Goal of the exercise: Return every one of the entries below word for word, with nothing altered.
[Start of Data shown]
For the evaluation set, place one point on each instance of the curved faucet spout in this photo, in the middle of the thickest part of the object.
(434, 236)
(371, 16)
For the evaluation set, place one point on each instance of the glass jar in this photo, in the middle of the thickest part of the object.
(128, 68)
[End of Data shown]
Answer to this task:
For the evaluation set, place one point on each instance of the curved faucet spout in this photo, in the middle of the thickest part of the object.
(434, 236)
(371, 16)
For the evaluation set, place one point on each instance of the glass jar in this photo, in the middle of the thickest part of the object.
(128, 68)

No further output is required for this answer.